### Short task A:
Decide whether each statement agrees with the text on the wing inspection program, answering yes or no and quoting the deciding words of the text: (i) The first person assigned to the wing inspection program was Sergeant Boeshore in 2013. (ii) Lt. Col. Christopher Miller became head of the IGI section. (iii) Higher headquarters gave the IGI staff clear-cut direction beyond printed guidance.
### Short task B:
Reproduce the part of the text on the wing inspection program between "Lt. Col. Edward" and "the IGI section.", inclusive.

### Page:
· · · · ·

Lt. Col. Edward Stamper arrived at the wing shortly after Boeshore's arrival, when the IGI was still in its infancy at the wing. 

"The Air Force enacted the IGI around 2012, and the wing inspection program started in March of that same year, but the first person actually assigned to the inspection program was Sergeant Boeshore in 2013," Stamper said.

According to Stamper, when the IG was halved to become two separate sections -- one being the IG Quality of Life, designated for complaints resolution; the other being the IGI, designated for inspections -- Stamper joined the team as the head of this newly conceptualized department, mainly overseeing the IGI section.

Lt. Col. Christopher Miller, already assigned to what was then the IG, now became head of the more precisely formed IGQ section. 

With all of these changes and no clear-cut direction from higher headquarters, the IGI staff decided to create a lot of its own guidance to get their tasks accomplished.

"The MAJCOMS, AETC and the Air Force Inspection Agency - they were not giving guidance other than what had been printed," said Stamper, recalling the early days of setting up the IGI. "Their intent was to get creative solutions, pick the best ones and make those a best practice. Because of that, we were kind of on our own."

· · · · ·

(Excerpts from point annotation data)
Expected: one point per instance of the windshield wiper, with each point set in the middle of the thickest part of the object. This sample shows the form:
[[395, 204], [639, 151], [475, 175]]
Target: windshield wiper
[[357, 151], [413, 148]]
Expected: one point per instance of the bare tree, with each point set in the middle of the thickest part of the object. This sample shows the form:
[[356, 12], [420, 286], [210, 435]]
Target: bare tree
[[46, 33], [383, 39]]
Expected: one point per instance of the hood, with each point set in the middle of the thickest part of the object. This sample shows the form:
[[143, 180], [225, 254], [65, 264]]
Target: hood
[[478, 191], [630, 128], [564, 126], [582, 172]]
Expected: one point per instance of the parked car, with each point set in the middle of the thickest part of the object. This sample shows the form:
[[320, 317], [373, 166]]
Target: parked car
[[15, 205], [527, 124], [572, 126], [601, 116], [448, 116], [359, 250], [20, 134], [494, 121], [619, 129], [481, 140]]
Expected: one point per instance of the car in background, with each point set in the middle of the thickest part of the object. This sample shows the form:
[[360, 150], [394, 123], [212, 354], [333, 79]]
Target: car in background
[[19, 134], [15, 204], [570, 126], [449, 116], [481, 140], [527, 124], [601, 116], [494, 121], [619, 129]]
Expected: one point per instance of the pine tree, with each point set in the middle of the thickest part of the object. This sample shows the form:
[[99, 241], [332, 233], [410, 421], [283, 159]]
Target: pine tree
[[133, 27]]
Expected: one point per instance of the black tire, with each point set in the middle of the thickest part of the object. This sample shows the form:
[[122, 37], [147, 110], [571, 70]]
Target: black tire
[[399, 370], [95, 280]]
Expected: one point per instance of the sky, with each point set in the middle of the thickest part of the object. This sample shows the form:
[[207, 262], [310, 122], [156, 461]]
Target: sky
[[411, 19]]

· · · · ·

### Exercise result A:
(i) Yes: "the first person actually assigned to the inspection program was Sergeant Boeshore in 2013"
(ii) No: "Lt. Col. Christopher Miller, already assigned to what was then the IG, now became head of the more precisely formed IGQ section."
(iii) No: "they were not giving guidance other than what had been printed"

### Exercise result B:
Lt. Col. Edward Stamper arrived at the wing shortly after Boeshore's arrival, when the IGI was still in its infancy at the wing. 

"The Air Force enacted the IGI around 2012, and the wing inspection program started in March of that same year, but the first person actually assigned to the inspection program was Sergeant Boeshore in 2013," Stamper said.

According to Stamper, when the IG was halved to become two separate sections -- one being the IG Quality of Life, designated for complaints resolution; the other being the IGI, designated for inspections -- Stamper joined the team as the head of this newly conceptualized department, mainly overseeing the IGI section.